## [DESCRIPTION OF THE TASK]
For the records below, say how many lines contain the string "given". Give the number only.

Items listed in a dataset
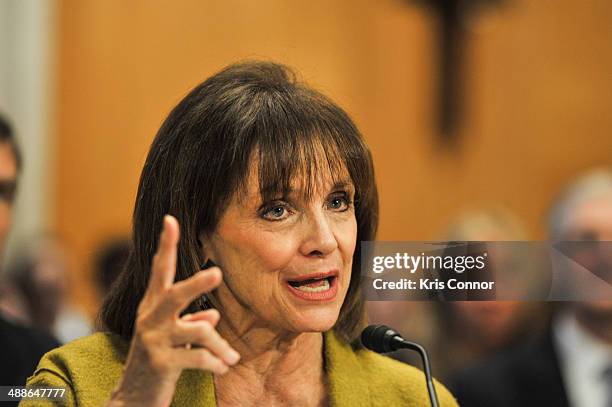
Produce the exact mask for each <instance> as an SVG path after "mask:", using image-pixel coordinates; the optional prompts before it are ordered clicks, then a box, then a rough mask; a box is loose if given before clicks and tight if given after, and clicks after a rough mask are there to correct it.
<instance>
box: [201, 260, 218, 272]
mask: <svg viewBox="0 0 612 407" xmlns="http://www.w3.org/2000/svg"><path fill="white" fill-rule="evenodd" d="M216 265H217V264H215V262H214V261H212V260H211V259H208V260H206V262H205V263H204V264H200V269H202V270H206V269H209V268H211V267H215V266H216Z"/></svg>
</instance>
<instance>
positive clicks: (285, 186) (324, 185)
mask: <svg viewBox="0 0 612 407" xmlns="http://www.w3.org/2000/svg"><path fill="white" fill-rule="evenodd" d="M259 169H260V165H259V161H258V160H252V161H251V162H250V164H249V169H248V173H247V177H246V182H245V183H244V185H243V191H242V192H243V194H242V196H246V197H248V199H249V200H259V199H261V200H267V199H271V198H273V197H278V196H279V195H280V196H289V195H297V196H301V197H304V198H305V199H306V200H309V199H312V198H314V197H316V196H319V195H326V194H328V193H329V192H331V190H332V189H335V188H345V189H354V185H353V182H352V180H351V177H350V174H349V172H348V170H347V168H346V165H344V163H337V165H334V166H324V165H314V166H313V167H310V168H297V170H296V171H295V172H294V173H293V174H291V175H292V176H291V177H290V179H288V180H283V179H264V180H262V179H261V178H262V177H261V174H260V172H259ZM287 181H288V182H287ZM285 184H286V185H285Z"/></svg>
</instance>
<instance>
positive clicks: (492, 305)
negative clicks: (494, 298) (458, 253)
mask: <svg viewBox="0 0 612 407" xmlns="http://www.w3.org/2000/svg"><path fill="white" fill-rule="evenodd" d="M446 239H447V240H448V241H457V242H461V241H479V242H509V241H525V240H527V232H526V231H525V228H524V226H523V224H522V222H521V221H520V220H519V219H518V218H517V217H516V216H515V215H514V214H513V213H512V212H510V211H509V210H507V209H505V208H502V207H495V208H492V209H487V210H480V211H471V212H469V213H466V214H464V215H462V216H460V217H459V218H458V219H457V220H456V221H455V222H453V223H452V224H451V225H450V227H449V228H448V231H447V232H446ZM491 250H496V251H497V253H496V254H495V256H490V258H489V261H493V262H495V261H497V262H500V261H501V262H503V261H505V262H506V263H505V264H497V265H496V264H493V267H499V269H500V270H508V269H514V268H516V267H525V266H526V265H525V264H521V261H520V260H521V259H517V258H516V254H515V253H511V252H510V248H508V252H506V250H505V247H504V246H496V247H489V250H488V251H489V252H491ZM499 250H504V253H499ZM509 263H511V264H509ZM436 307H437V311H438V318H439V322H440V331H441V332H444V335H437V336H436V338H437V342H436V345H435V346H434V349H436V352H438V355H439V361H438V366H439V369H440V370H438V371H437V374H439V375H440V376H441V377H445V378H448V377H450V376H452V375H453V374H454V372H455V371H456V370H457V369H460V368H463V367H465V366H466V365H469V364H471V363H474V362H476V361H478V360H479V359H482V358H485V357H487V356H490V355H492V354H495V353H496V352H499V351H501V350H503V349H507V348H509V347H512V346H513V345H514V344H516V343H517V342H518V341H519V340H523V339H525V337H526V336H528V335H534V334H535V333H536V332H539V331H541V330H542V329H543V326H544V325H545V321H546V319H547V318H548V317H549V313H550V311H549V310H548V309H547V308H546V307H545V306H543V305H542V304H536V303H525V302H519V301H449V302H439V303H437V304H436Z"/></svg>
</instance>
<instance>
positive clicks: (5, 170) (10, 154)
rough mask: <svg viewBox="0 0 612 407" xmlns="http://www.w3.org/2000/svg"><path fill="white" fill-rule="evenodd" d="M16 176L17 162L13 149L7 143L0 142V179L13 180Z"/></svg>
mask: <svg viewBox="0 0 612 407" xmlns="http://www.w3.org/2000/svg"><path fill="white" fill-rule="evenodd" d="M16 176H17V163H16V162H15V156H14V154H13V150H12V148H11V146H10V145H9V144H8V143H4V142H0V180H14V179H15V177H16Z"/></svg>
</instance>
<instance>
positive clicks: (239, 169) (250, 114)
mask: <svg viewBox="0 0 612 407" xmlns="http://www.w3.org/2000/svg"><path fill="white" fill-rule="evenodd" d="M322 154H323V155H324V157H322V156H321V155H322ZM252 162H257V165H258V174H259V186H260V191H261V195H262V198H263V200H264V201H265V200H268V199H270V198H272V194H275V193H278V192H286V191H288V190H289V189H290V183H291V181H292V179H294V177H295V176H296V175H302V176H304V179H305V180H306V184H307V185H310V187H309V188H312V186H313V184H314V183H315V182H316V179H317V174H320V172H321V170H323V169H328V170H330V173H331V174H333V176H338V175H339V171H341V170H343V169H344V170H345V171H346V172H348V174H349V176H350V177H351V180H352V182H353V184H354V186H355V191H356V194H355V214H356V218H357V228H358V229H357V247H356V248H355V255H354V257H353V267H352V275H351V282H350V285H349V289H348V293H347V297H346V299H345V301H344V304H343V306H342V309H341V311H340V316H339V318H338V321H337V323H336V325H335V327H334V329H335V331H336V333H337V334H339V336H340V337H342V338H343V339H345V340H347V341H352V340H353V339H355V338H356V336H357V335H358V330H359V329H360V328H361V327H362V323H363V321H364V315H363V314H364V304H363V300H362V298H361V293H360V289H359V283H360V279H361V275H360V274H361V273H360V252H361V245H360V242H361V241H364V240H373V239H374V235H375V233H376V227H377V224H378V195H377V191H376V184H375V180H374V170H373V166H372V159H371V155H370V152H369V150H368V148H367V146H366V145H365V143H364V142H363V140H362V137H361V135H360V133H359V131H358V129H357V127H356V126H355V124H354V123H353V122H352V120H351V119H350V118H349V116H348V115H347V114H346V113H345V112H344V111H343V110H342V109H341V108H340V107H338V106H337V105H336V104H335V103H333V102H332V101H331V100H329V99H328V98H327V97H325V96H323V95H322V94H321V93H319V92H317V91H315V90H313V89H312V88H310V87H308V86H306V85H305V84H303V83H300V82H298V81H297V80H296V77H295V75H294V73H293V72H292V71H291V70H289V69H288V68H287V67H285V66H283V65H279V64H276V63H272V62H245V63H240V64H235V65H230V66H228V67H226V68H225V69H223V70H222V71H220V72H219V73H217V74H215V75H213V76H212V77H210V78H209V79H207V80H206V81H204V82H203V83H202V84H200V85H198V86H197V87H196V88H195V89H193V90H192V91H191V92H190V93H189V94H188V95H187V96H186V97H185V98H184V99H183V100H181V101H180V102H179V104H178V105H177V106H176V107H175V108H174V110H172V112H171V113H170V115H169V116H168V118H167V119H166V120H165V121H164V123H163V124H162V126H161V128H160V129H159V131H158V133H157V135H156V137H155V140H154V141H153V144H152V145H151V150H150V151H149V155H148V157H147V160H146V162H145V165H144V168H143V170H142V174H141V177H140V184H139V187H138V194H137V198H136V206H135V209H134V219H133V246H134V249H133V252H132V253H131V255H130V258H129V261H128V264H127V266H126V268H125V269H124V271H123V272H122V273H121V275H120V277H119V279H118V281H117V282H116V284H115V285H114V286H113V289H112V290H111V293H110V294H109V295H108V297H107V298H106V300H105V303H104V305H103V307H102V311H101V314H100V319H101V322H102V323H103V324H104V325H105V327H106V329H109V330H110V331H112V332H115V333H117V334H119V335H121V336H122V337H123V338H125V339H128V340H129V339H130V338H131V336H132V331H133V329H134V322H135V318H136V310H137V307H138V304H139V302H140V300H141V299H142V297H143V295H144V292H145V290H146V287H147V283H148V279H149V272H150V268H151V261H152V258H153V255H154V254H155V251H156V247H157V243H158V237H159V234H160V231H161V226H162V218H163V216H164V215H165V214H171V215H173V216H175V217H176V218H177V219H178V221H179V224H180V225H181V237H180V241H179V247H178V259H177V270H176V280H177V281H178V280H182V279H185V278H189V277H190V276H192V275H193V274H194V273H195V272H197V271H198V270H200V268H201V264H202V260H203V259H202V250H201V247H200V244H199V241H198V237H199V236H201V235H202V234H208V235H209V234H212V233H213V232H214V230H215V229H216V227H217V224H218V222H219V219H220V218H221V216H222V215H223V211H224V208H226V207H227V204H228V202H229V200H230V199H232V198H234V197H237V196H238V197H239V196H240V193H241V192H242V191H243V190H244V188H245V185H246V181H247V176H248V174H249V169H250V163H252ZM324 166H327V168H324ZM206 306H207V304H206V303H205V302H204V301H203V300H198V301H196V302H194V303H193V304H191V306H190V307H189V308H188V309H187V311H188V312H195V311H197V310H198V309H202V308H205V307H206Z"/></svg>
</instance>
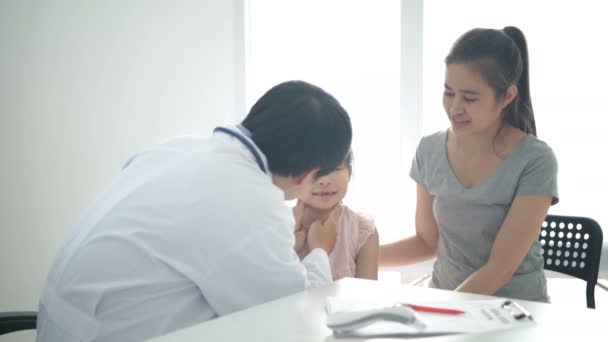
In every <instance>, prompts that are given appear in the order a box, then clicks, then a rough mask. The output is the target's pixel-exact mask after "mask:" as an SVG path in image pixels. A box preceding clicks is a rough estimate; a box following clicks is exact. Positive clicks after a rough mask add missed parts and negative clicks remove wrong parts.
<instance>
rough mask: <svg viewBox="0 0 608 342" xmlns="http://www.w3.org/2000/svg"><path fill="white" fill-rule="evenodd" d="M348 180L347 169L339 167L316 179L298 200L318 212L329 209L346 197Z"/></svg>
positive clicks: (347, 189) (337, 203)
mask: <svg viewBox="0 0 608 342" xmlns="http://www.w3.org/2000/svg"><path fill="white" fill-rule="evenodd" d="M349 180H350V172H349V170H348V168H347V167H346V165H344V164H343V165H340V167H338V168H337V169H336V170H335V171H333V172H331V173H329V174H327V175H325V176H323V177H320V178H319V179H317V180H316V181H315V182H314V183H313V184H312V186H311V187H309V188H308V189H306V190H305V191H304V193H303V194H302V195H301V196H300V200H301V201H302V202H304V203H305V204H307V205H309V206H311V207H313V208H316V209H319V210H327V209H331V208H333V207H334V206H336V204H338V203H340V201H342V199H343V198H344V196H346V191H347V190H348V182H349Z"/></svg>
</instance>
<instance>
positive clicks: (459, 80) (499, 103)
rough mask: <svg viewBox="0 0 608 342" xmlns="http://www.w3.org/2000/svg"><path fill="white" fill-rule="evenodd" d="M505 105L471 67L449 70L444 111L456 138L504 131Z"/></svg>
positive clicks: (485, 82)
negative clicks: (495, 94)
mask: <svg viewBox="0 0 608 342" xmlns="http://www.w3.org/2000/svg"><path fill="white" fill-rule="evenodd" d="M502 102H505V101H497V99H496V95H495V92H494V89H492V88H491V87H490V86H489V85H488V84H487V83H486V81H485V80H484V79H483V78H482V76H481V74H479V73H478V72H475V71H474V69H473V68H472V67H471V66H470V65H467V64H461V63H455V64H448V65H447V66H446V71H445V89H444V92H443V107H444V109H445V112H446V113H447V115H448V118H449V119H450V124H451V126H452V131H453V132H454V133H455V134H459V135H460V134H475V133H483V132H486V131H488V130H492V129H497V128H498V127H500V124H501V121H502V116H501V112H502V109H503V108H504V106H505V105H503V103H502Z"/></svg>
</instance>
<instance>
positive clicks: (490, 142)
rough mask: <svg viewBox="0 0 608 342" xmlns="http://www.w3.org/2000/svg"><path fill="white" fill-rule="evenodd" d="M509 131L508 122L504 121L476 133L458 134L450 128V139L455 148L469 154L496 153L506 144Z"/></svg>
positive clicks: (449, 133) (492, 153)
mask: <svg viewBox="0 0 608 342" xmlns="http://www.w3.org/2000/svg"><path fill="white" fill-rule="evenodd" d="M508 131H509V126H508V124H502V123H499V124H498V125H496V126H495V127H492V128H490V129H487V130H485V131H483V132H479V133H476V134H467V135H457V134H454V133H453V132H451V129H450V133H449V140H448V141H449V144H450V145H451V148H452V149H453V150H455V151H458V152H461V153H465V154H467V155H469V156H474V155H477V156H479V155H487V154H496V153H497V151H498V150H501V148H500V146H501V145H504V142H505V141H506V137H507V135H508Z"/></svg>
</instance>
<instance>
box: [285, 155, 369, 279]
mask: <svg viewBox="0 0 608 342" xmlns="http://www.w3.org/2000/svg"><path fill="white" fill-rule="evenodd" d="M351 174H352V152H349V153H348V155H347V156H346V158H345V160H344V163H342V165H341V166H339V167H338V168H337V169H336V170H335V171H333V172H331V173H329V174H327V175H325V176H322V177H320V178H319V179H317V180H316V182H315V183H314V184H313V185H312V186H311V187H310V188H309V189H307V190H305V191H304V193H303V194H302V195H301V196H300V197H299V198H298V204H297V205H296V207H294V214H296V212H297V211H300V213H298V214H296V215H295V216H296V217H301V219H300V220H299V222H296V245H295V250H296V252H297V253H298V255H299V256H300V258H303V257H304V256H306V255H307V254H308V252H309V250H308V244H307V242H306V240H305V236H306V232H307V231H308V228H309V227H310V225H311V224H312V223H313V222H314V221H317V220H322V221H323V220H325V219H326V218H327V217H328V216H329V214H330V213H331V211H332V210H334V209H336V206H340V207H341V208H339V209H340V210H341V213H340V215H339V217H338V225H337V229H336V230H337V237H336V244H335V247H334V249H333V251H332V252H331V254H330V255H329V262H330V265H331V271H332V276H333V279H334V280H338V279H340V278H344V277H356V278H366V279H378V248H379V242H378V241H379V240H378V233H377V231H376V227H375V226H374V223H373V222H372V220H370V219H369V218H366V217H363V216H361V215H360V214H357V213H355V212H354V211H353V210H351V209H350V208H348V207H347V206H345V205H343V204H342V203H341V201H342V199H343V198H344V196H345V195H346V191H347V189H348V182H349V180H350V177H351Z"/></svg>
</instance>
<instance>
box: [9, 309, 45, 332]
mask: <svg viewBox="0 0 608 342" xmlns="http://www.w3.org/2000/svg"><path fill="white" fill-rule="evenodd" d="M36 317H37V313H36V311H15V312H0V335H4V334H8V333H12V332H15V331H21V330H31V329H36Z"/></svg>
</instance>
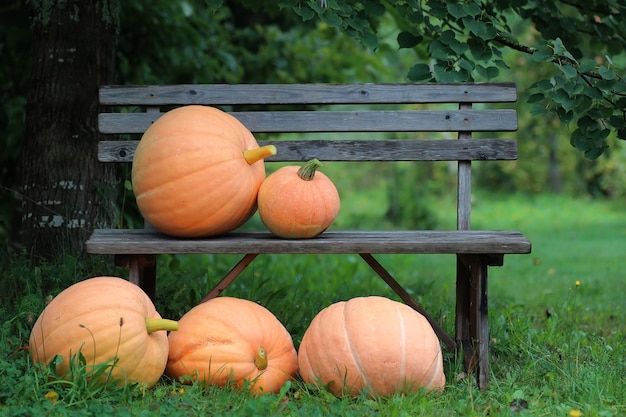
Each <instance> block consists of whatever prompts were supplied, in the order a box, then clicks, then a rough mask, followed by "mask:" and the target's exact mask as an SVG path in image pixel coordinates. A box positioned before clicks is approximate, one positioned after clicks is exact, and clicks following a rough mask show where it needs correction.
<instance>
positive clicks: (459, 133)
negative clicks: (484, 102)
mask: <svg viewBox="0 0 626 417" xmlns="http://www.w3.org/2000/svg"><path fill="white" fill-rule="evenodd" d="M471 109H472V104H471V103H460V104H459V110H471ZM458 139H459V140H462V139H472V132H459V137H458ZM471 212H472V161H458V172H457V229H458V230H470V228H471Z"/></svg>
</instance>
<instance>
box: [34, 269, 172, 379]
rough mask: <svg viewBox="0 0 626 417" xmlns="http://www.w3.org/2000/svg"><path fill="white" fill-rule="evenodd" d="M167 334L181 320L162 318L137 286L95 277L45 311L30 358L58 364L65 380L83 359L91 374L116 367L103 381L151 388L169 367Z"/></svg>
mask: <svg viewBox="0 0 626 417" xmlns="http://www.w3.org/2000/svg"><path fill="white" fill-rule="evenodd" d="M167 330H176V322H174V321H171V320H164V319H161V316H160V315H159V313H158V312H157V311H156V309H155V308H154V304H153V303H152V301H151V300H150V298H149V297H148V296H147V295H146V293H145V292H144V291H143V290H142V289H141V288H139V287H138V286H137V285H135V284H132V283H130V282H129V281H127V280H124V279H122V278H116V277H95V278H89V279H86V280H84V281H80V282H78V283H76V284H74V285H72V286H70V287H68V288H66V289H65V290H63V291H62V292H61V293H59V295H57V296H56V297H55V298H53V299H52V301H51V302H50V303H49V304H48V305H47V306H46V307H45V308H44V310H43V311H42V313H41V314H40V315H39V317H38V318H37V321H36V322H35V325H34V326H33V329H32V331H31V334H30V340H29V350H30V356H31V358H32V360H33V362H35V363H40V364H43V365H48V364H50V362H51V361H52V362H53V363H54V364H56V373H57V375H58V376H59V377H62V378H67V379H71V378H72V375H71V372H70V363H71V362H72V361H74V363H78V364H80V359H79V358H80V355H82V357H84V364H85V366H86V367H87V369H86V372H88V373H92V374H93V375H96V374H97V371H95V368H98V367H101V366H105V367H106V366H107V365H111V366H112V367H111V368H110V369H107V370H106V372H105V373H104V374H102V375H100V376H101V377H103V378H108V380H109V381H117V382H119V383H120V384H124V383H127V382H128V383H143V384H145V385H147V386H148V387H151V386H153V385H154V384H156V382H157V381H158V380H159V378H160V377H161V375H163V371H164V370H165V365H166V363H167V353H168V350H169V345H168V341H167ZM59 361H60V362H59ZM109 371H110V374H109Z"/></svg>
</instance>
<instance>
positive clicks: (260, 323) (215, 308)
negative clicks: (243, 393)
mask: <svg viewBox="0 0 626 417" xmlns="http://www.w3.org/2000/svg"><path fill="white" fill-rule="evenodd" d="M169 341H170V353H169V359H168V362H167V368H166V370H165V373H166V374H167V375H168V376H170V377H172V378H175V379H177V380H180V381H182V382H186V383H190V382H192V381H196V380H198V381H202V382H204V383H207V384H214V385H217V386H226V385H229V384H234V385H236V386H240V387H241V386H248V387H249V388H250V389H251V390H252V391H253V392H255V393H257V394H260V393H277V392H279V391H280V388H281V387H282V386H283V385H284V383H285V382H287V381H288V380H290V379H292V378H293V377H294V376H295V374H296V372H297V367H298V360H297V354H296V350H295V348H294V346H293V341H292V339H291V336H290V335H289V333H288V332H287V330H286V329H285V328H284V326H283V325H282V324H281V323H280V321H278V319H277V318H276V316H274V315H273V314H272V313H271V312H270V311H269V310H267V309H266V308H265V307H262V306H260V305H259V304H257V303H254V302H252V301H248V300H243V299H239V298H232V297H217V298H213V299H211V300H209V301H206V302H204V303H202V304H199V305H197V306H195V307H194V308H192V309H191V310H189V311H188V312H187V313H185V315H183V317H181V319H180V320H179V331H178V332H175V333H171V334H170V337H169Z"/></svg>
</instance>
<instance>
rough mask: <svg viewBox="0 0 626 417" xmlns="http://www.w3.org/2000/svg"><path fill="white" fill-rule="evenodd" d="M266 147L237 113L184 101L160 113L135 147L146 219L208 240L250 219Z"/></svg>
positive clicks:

## [YOUR SOLUTION]
2